• **SEITENAUSZUG**:
§ §
Im Präsidium treffen irritierte Blicke aufeinander. Anita Rienecker, Referentin für emissionsrechtliche Genehmigungsverfahren beim Landesverwaltungsamt Sachsen-Anhalts in Halle und zugleich Leiterin des Erörterungstermins in der Zerbster Stadthalle, verweist Rätzels Sorgen in einen späteren Tagesordnungspunkt – die Geruchsemissionen. Worauf Rätzel kontert, dass es auch dann "keine Biogasanlage gibt, die nicht stinkt". Für den Fall einer Anlagengenehmigung kündigte er Schadenersatzforderungen an.
Die gestrige Erörterung lief angesichts der emotionsgeladenen Positionen und Argumente überaus geordnet ab. Durchweg wurden Sachthemen, Facetten des Projektes, gesetzliche Hintergründe, Normen, Maßgaben und Gesetze angeführt, bewertet und diskutiert. Ob die Stadt Zerbst beispielsweise überhaupt das Recht habe, ohne nähere Begründung gegen das Projekt zu sein. Namens der Stadt und des BUND erklärte Rechtsanwalt Peter Kremer sehr präzise, das dies nach neuester Rechtsprechung diverser Oberverwaltungsgerichte und des Bundesverwaltungsgerichtes durchaus so sei. Dem entgegnete der Anwalt des Antragstellers, Dr. Helmar Hentschke, nicht weniger professionell eine gegenteilige Sicht. Frau Rienecker erklärte zwischendurch, das Landesverwaltungsamt werde prüfen, inwieweit die Stadt Zerbst ihr Prüfrecht zu wasser- wie auch naturschutzrechtlichen Belangen habe ausüben können. "Der Prüfungsrahmen wird vom Landesverwaltungsamt jedenfalls nicht eingeschränkt."
So wurden vor allem formelle, verfahrensrechtliche Belange erörtert. Jedoch kam Jedermann, sofern er einen Einwand hatte, zu Wort. Roland Prokop als Vorsitzender des Luftsportvereines Zerbst argumentierte mehrfach zu verschiedenen Themen. Die Abluft-Schornsteine der Biogasanlage wie der Ställe seien laut Projekt mit verschiedenen Abluftreinigungssystemen ausgestattet, ein Stall jedoch überhaupt nicht. Prokop verwies auf die Gefahr von Luftverwirbelungen durch ausgeblasene Luft für Flugzeuge. Daraus entwickelte sich der Verweis Kremers auf die Gefährdung explosiver Anlagen durch Überflüge. Hierzu gebe es keine Aussagen in den Projektunterlagen.
Viele Einzel-Konstellationen wurde besprochen, zugleich das größte Defizit der Planung offenbar: Sie stammt aus den Jahren 2006/07. So ist mancher Bewertungsmaßstab, manches Beurteilungsverfahren heute gänzlich anders zu handhaben.
§ §
• **BEREITGESTELLTE ANGABEN**:

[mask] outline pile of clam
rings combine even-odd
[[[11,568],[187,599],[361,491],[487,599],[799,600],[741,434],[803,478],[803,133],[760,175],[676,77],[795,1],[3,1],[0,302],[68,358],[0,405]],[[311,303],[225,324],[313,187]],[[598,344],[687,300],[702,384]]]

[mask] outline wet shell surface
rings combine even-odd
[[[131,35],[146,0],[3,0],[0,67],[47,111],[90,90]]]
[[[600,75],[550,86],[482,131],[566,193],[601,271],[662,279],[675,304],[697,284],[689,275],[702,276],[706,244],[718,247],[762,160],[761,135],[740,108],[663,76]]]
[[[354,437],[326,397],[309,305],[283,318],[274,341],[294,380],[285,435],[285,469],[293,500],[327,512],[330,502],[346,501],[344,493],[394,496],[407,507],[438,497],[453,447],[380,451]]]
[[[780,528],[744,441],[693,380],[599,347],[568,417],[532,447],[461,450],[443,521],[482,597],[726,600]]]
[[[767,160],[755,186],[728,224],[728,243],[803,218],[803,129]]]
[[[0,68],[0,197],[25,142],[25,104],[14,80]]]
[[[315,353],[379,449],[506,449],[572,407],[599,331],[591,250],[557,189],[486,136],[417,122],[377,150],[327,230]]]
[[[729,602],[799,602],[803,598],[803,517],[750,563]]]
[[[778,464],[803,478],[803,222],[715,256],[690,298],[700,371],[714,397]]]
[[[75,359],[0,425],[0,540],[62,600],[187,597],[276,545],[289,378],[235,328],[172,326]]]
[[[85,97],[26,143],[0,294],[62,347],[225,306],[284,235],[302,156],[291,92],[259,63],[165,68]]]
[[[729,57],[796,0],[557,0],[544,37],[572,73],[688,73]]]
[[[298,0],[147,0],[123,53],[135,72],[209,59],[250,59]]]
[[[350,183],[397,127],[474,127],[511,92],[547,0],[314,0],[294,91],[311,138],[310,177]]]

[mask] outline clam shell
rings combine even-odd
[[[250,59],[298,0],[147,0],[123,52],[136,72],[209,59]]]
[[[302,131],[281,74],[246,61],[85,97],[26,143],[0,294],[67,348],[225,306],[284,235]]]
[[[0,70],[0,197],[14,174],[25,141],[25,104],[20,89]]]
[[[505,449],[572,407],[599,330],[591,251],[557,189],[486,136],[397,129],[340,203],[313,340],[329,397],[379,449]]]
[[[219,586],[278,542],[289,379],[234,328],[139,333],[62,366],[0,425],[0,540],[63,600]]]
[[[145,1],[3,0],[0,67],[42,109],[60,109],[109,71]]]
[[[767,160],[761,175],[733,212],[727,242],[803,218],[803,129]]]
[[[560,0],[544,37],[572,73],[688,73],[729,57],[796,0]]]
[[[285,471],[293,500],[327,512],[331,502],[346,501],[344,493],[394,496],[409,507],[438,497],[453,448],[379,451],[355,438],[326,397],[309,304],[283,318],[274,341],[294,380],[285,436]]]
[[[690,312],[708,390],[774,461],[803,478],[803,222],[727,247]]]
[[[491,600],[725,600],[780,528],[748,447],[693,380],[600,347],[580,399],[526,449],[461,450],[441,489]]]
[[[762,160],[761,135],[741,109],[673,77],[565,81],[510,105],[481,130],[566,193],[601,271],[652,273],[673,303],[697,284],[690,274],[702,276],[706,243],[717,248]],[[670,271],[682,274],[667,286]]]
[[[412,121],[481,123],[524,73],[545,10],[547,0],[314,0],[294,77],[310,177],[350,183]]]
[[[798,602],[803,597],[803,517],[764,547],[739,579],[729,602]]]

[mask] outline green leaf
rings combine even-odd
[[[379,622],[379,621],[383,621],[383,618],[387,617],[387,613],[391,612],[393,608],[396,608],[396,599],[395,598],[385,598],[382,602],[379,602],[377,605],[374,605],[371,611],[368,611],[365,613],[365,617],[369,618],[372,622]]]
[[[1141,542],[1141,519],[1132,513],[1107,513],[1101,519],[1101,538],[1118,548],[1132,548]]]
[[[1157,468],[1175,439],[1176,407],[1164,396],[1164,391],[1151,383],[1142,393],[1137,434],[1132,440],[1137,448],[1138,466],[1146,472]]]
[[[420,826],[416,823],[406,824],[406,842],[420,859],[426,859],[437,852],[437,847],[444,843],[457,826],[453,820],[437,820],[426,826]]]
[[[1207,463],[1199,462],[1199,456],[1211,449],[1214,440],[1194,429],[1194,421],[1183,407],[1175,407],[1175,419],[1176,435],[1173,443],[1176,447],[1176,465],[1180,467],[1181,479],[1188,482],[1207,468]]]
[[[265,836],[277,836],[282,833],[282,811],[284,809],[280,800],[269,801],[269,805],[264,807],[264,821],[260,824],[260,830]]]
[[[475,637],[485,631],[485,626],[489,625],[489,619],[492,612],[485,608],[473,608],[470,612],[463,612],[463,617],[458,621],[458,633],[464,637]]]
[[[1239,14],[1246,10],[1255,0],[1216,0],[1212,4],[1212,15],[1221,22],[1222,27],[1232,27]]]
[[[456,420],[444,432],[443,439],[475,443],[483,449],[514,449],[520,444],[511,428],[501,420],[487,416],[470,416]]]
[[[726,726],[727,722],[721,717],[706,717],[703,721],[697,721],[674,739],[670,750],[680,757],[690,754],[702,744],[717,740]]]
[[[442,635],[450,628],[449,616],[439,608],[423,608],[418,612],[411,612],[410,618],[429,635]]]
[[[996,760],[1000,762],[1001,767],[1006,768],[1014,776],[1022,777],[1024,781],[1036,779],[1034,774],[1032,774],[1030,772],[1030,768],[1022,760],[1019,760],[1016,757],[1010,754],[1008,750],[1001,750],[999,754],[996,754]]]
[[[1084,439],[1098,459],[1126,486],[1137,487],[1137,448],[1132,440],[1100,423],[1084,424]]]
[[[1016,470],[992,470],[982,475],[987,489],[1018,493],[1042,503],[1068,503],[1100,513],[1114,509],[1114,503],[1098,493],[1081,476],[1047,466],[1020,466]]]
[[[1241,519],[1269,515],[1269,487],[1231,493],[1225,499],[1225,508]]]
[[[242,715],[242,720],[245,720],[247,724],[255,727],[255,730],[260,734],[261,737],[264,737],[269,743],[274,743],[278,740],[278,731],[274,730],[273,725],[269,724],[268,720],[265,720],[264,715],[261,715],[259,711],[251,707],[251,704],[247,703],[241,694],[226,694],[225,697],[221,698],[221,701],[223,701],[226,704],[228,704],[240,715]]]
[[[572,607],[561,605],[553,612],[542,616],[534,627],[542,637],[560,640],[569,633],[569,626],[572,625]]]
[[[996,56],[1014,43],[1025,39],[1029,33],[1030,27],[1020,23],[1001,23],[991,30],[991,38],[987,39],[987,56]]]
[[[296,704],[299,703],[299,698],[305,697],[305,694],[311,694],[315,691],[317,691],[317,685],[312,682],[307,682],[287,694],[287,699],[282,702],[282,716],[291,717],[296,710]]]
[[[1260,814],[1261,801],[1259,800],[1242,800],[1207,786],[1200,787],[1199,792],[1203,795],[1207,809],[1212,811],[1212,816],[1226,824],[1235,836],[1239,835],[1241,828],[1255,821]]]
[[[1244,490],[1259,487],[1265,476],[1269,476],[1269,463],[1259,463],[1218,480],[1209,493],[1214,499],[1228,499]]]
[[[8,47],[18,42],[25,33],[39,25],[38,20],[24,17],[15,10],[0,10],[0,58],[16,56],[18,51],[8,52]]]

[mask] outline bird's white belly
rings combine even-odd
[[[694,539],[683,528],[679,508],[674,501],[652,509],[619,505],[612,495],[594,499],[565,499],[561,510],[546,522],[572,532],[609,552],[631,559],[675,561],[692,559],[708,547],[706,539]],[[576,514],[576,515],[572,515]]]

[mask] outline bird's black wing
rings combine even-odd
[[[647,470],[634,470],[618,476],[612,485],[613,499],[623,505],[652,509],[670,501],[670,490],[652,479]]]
§ §
• **ARBEITSAUFTRAG A**: Welches Amt hat Roland Prokop laut dem Bericht über den Zerbster Erörterungstermin inne?
• **ARBEITSAUFTRAG B**: Fasse den Bericht über den Erörterungstermin zur Biogasanlage in zwei Sätzen zusammen.
• **ARBEITSAUFTRAG C**: Führe den Bericht über den Erörterungstermin zur Biogasanlage in Zerbst bitte nach seinem letzten Satz weiter.

• **ANTWORTFELD A**: Er ist Vorsitzender des Luftsportvereines Zerbst.

• **ANTWORTFELD B**: Beim Erörterungstermin in der Zerbster Stadthalle wurden trotz emotionsgeladener Positionen vor allem formelle, verfahrensrechtliche Belange geordnet diskutiert, etwa ob die Stadt Zerbst ohne nähere Begründung gegen das Projekt sein dürfe. Einwender wie Roland Prokop vom Luftsportverein Zerbst kamen zu Wort, und als größtes Defizit der Planung zeigte sich, dass sie aus den Jahren 2006/07 stammt.

• **ANTWORTFELD C**:
Kremer verwies auf das künftige Solarkraftwerk auf dem Flugplatz. Weite Teile des Flugplatzes sollen mit Solarzellen bestückt werden. Das ausge-sparte Gelände – die Schweinemastfläche – wird im städtischen Plan als Erwei- terungsfläche für flugtechnische Nutzung vorgesehen. Zwar erklärte Rechtsanwalt Hentschke, dass diese Flächen der Stadt nicht gehören würden. Roland Prokop bekräftigte dennoch Vereinsvorstellungen zu "ambitionierten Veranstaltungen" sowie zu wirtschaftlich auch darstellbarem Sportflugverkehr.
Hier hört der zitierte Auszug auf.